PAGE EXCERPT:
This book just kept showing up. Like. Everywhere. When this happens, I just know I have to read it, it’s like the Universe keeps shoving it in my face. The last straw was when I walked into Indigo on Boxing day and was pushed by the crowd in front of this one book shelf that I wish I had taken a picture of.
The only books sitting on it were copies of Secret Daughter.
So I sighed, smiled, and picked up the book.
Not that I didn’t want to read it, I mean it’s written by a Desi author, has a girl wearing shalwar kameez on the cover, and alludes to issue of female infanticide. I didn’t need to know that it was an international bestseller to be convinced.
And let me tell you, that this book delivered. I wouldn’t say it was ‘harrowing’ as the Ottawa Citizen described it, but it was heartbreaking and inspiring at the same time.
For the record, I’m terrible at book reviews. I love talking about books, but reviews? Ugh. In fact, I wasn’t even good at them in grade school, it was the only thing in English class I almost never got great marks on, that used to infuriate me so much. ESPECIALLY in grade 7. See there was this boy..and I didn’t like this boy, he was mean, a bully, annoying, and I always wanted to hit him (we had weird interactions. I blame his unusually gorgeous eyes..the only good thing about him.)..and he ALWAYS did better on book reviews than me..and then the taunting. GAAAH! Why was this dumb bully getting better grades than me ON A STUPID BOOK REVIEW?!
But I digress.
It was fascinating to read the book because it revolved around two starkly different families. One family was in USA, an Indian born doctor married a typical white girl who is also a doctor. The other family lives in a rural village in India near Mumbai, where female infanticide is practiced. What binds these families together is their daughter.

RECORD EXCERPTS:
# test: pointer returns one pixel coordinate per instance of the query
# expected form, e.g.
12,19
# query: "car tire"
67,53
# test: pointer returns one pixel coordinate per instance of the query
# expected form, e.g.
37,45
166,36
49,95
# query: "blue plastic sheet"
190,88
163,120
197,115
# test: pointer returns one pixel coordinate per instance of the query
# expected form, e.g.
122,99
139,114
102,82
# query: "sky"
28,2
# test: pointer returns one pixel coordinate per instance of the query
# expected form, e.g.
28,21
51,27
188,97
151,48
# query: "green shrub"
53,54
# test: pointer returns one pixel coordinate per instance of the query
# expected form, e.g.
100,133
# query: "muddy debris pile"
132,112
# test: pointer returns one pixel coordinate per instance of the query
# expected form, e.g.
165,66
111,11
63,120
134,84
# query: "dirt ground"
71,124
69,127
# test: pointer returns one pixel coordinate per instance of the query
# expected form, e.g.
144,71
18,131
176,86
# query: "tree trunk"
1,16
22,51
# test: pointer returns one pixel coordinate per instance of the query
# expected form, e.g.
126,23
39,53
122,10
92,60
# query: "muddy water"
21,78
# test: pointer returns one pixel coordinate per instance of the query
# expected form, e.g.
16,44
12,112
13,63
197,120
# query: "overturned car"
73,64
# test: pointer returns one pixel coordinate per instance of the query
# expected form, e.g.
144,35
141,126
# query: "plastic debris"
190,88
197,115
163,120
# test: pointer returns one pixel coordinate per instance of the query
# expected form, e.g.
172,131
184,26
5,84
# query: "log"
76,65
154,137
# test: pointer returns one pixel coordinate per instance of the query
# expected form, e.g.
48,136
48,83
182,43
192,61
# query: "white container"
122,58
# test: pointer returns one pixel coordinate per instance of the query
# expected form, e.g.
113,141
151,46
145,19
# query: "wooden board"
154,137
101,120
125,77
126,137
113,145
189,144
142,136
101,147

DO THIS:
Please pick up the review of Secret Daughter after its last sentence and carry it on in the same chatty voice.

RESULT OF THE TASK:
Kavita, the rural village mother gives birth to her second baby — another girl — and knows that if her husband finds out, he will take her away from her forever..just like he did her first baby girl. So she treks to Mumbai with her sister on foot to give away her daughter to an orphanage so that she may live. She lives with grief and sadness her entire life, always praying for the daughter she gave away, Usha. It means dawn.
Somer is an American doctor who married Krishnan, — Kris —, and is unable to have children. She discovers this after having many harrowing miscarriages, and is heartbroken. At the urging of her husband, she agrees to check out an Indian orphanage his mother is a patron to, and they quickly fall in love with a girl with hazel eyes, who they are told is named Asha. It means hope.
The story revolves first around Kavita and Somer and then Asha’s perspective is added in when she grows up. It’s such an intimate exploration of motherhood. What it means to be a mother. And what it means to have a mother.
One particular sentence haunts me because it’s so true. It haunts me because globally this is how most women are looked at..and it’s not right..on so many levels.
She cannot face it all again. She can’t go through the baby food tasting contest, or the ‘guess how big Gabi’s tummy is’ game. She can’t watch everyone oohing and ahhing over each darling little outfit. She can’t listen to the women discussing stretch marks and labor pains as rites of passage. Everyone acts as if being a woman and a mother are inextricably intertwined. A fair assumption, since she made it herself. Only now does she know it’s an enormous lie.
(emphasis is mine) That’s haunting. Haunting because everyone around us expects that we will become mothers. That we will want to become mothers. Because generally women are born with a uterus that is capable of becoming a womb for a baby.
Just because you’re capable of something doesn’t mean you have to do it.
Just because I have a uterus doesn’t means I have to become a mother.
A woman who chooses not to become a mother is not any less a woman.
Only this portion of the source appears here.